Entries from a dataset:
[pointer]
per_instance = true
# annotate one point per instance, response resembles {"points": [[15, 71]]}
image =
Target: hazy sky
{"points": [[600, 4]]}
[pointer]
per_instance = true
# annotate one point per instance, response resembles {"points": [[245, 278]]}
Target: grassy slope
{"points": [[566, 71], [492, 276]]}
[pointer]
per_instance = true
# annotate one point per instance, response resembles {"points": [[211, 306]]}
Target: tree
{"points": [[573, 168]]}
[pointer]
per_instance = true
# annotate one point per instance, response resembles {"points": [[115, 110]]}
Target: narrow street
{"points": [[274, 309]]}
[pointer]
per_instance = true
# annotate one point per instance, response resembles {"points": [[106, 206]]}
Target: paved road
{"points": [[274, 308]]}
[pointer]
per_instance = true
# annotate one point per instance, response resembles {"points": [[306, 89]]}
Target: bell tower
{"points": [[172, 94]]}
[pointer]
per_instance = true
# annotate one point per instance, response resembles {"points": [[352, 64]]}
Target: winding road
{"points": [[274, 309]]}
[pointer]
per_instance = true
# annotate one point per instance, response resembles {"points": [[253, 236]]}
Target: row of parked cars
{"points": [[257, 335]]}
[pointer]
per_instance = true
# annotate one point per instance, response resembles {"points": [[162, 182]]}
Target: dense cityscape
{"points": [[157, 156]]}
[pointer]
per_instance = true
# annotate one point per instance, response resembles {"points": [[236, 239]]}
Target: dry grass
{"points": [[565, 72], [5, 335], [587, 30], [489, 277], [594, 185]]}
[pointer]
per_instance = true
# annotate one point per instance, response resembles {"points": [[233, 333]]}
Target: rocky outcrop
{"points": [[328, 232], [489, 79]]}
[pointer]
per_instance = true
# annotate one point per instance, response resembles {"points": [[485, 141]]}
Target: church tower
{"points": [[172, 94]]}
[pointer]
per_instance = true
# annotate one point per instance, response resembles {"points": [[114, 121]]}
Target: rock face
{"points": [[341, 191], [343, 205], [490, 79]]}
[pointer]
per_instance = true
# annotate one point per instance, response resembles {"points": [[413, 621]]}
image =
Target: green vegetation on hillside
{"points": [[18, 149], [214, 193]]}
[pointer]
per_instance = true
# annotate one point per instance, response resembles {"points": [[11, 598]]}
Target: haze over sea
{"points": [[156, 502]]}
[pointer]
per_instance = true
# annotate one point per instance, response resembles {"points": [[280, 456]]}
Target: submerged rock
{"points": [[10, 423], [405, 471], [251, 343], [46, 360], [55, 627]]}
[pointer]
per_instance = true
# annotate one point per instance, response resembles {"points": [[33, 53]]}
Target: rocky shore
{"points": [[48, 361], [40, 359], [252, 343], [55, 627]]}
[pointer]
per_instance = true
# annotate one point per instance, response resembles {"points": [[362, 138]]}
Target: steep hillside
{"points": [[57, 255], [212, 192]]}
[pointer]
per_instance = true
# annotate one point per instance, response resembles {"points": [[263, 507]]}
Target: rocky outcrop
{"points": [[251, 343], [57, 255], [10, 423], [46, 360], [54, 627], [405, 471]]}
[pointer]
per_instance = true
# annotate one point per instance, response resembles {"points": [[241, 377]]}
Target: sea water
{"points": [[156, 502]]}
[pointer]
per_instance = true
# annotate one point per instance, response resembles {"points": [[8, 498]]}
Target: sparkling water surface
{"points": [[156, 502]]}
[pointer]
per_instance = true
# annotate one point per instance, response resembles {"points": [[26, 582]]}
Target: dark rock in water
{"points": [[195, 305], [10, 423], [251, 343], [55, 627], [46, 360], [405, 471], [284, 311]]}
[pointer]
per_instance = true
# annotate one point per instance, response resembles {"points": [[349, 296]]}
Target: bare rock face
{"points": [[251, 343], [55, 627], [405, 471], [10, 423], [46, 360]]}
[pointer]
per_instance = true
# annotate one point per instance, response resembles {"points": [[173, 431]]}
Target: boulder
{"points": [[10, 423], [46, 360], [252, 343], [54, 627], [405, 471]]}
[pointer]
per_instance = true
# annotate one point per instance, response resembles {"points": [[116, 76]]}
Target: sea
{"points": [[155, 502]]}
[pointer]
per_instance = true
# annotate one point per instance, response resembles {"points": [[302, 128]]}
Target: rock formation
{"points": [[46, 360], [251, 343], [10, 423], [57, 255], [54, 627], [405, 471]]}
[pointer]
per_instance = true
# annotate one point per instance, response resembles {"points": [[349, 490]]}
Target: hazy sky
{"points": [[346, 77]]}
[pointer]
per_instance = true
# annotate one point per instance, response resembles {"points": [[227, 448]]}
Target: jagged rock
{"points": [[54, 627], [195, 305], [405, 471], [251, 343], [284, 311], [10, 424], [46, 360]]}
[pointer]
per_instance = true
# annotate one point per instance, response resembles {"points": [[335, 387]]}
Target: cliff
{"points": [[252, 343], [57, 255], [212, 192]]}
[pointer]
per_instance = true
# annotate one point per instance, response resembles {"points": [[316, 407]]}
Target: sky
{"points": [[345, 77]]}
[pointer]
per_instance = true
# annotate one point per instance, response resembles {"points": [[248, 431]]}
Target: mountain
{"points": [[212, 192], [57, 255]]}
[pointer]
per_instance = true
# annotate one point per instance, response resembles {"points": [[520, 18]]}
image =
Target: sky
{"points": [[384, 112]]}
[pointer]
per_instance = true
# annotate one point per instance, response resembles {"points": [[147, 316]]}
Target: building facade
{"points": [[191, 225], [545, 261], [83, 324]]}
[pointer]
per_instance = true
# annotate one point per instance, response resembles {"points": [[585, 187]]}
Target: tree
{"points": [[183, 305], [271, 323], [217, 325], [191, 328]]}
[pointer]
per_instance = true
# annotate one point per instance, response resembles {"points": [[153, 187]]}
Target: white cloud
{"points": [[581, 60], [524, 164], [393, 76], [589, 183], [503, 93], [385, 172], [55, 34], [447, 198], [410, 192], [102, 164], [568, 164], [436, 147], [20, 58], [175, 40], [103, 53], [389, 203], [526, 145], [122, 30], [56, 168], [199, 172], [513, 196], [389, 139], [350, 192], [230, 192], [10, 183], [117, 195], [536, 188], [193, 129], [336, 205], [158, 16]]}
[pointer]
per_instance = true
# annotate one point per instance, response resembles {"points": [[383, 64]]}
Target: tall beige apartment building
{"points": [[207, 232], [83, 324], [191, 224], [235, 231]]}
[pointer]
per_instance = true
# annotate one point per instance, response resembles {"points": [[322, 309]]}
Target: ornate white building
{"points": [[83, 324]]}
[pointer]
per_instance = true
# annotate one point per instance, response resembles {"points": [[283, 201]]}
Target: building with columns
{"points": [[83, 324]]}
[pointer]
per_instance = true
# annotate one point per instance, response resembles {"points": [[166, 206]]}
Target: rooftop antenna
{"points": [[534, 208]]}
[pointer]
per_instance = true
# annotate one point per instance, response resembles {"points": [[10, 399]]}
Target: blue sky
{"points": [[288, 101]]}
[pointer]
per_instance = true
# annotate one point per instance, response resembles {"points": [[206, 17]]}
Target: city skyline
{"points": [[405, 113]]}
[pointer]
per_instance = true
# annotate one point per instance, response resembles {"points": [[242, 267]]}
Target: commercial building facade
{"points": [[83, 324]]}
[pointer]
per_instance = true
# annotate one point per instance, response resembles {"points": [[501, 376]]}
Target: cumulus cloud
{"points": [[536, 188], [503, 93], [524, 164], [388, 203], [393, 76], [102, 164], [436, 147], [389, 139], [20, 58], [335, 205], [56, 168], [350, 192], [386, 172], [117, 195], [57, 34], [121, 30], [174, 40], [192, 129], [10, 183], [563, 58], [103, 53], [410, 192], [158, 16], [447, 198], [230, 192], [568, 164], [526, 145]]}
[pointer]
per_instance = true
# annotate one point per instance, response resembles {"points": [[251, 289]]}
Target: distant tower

YOUR GOAL
Extract each record, keeping it identical to the original.

SOLVED EXERCISE
[pointer]
per_instance = true
# annotate one point per instance, response resembles {"points": [[15, 71]]}
image =
Target: hazy sky
{"points": [[600, 4]]}
[pointer]
per_instance = true
# annotate one point per instance, response resembles {"points": [[245, 278]]}
Target: grassy slope
{"points": [[566, 71], [492, 276]]}
[pointer]
per_instance = true
# annotate one point per instance, response resembles {"points": [[211, 306]]}
Target: tree
{"points": [[573, 168]]}
[pointer]
per_instance = true
# annotate one point per instance, response resembles {"points": [[115, 110]]}
Target: narrow street
{"points": [[274, 309]]}
[pointer]
per_instance = true
# annotate one point per instance, response resembles {"points": [[106, 206]]}
Target: paved road
{"points": [[274, 308]]}
[pointer]
per_instance = true
# annotate one point per instance, response resembles {"points": [[306, 89]]}
Target: bell tower
{"points": [[172, 94]]}
[pointer]
per_instance = true
# annotate one point per instance, response resembles {"points": [[352, 64]]}
Target: winding road
{"points": [[274, 309]]}
[pointer]
per_instance = true
# annotate one point per instance, response resembles {"points": [[253, 236]]}
Target: row of parked cars
{"points": [[257, 335]]}
[pointer]
per_instance = true
# annotate one point per instance, response resembles {"points": [[162, 182]]}
Target: dense cityscape
{"points": [[157, 156]]}
[pointer]
per_instance = true
# annotate one point per instance, response resembles {"points": [[236, 239]]}
Target: dry grass
{"points": [[565, 72], [5, 335], [587, 30], [489, 277], [594, 185]]}
[pointer]
per_instance = true
# annotate one point per instance, response resembles {"points": [[233, 333]]}
Target: rocky outcrop
{"points": [[328, 232], [489, 79]]}
[pointer]
per_instance = true
# annotate one point per instance, response resembles {"points": [[485, 141]]}
Target: church tower
{"points": [[172, 94]]}
[pointer]
per_instance = true
# annotate one point per instance, response resembles {"points": [[114, 121]]}
Target: rock face
{"points": [[341, 191], [343, 205], [490, 79]]}
[pointer]
per_instance = true
# annotate one point per instance, response resembles {"points": [[413, 621]]}
image =
Target: green vegetation on hillside
{"points": [[18, 149], [214, 193]]}
[pointer]
per_instance = true
# annotate one point per instance, response resembles {"points": [[11, 598]]}
Target: haze over sea
{"points": [[156, 502]]}
[pointer]
per_instance = true
# annotate one point per instance, response resembles {"points": [[280, 456]]}
Target: submerged rock
{"points": [[10, 423], [405, 471], [251, 343], [46, 360], [55, 627]]}
[pointer]
per_instance = true
# annotate one point per instance, response resembles {"points": [[33, 53]]}
Target: rocky shore
{"points": [[48, 361], [40, 359], [252, 343], [55, 627]]}
[pointer]
per_instance = true
# annotate one point per instance, response resembles {"points": [[362, 138]]}
Target: steep hillside
{"points": [[57, 255], [212, 192]]}
[pointer]
per_instance = true
# annotate one point per instance, response resembles {"points": [[263, 507]]}
Target: rocky outcrop
{"points": [[251, 343], [57, 255], [10, 423], [46, 360], [54, 627], [405, 471]]}
[pointer]
per_instance = true
# annotate one point per instance, response resembles {"points": [[241, 377]]}
Target: sea water
{"points": [[156, 502]]}
[pointer]
per_instance = true
# annotate one point per instance, response resembles {"points": [[8, 498]]}
Target: sparkling water surface
{"points": [[156, 502]]}
[pointer]
per_instance = true
# annotate one point per instance, response resembles {"points": [[26, 582]]}
Target: dark rock in water
{"points": [[195, 305], [10, 423], [251, 343], [55, 627], [46, 360], [405, 471], [284, 311]]}
[pointer]
per_instance = true
# annotate one point per instance, response resembles {"points": [[349, 296]]}
Target: bare rock face
{"points": [[251, 343], [55, 627], [405, 471], [10, 423], [46, 360]]}
[pointer]
per_instance = true
# annotate one point per instance, response resembles {"points": [[173, 431]]}
Target: boulder
{"points": [[10, 423], [46, 360], [252, 343], [54, 627], [405, 471]]}
[pointer]
per_instance = true
# annotate one point per instance, response resembles {"points": [[116, 76]]}
Target: sea
{"points": [[155, 502]]}
[pointer]
per_instance = true
# annotate one point per instance, response resembles {"points": [[302, 128]]}
Target: rock formation
{"points": [[46, 360], [251, 343], [10, 423], [57, 255], [54, 627], [405, 471]]}
[pointer]
per_instance = true
# annotate one point per instance, response resembles {"points": [[349, 490]]}
Target: hazy sky
{"points": [[346, 77]]}
[pointer]
per_instance = true
# annotate one point per instance, response resembles {"points": [[227, 448]]}
Target: jagged rock
{"points": [[54, 627], [195, 305], [405, 471], [251, 343], [284, 311], [10, 424], [46, 360]]}
[pointer]
per_instance = true
# annotate one point per instance, response resembles {"points": [[335, 387]]}
Target: cliff
{"points": [[252, 343], [57, 255], [212, 192]]}
[pointer]
per_instance = true
# annotate one point per instance, response resembles {"points": [[316, 407]]}
Target: sky
{"points": [[345, 77]]}
[pointer]
per_instance = true
# annotate one point per instance, response resembles {"points": [[248, 431]]}
Target: mountain
{"points": [[212, 192], [57, 255]]}
[pointer]
per_instance = true
# annotate one point per instance, response resembles {"points": [[520, 18]]}
image =
Target: sky
{"points": [[384, 112]]}
[pointer]
per_instance = true
# annotate one point per instance, response resembles {"points": [[147, 316]]}
Target: building facade
{"points": [[191, 225], [545, 261], [83, 324]]}
[pointer]
per_instance = true
# annotate one point per instance, response resembles {"points": [[585, 187]]}
Target: tree
{"points": [[183, 305], [271, 323], [217, 325], [191, 328]]}
[pointer]
per_instance = true
# annotate one point per instance, response resembles {"points": [[153, 187]]}
Target: white cloud
{"points": [[581, 60], [524, 164], [393, 76], [589, 183], [503, 93], [385, 172], [55, 34], [447, 198], [410, 192], [102, 164], [568, 164], [436, 147], [20, 58], [175, 40], [103, 53], [389, 203], [526, 145], [122, 30], [56, 168], [199, 172], [513, 196], [389, 139], [350, 192], [230, 192], [10, 183], [117, 195], [536, 188], [193, 129], [336, 205], [158, 16]]}
[pointer]
per_instance = true
# annotate one point per instance, response resembles {"points": [[383, 64]]}
Target: tall beige apartment building
{"points": [[207, 232], [83, 324], [191, 224], [235, 231]]}
[pointer]
per_instance = true
# annotate one point per instance, response resembles {"points": [[322, 309]]}
Target: ornate white building
{"points": [[83, 324]]}
[pointer]
per_instance = true
# annotate one point per instance, response resembles {"points": [[283, 201]]}
Target: building with columns
{"points": [[83, 324]]}
[pointer]
per_instance = true
# annotate one point per instance, response resembles {"points": [[166, 206]]}
Target: rooftop antenna
{"points": [[534, 208]]}
[pointer]
per_instance = true
# annotate one point per instance, response resembles {"points": [[10, 399]]}
Target: blue sky
{"points": [[288, 101]]}
[pointer]
per_instance = true
# annotate one point per instance, response resembles {"points": [[206, 17]]}
Target: city skyline
{"points": [[405, 113]]}
[pointer]
per_instance = true
# annotate one point per instance, response resembles {"points": [[242, 267]]}
Target: commercial building facade
{"points": [[83, 324]]}
[pointer]
per_instance = true
# annotate one point per instance, response resembles {"points": [[501, 376]]}
Target: cumulus cloud
{"points": [[536, 188], [503, 93], [524, 164], [388, 203], [393, 76], [102, 164], [436, 147], [389, 139], [20, 58], [335, 205], [56, 168], [350, 192], [386, 172], [117, 195], [57, 34], [121, 30], [174, 40], [192, 129], [10, 183], [563, 58], [103, 53], [410, 192], [158, 16], [447, 198], [230, 192], [568, 164], [526, 145]]}
[pointer]
per_instance = true
# annotate one point per instance, response resembles {"points": [[251, 289]]}
Target: distant tower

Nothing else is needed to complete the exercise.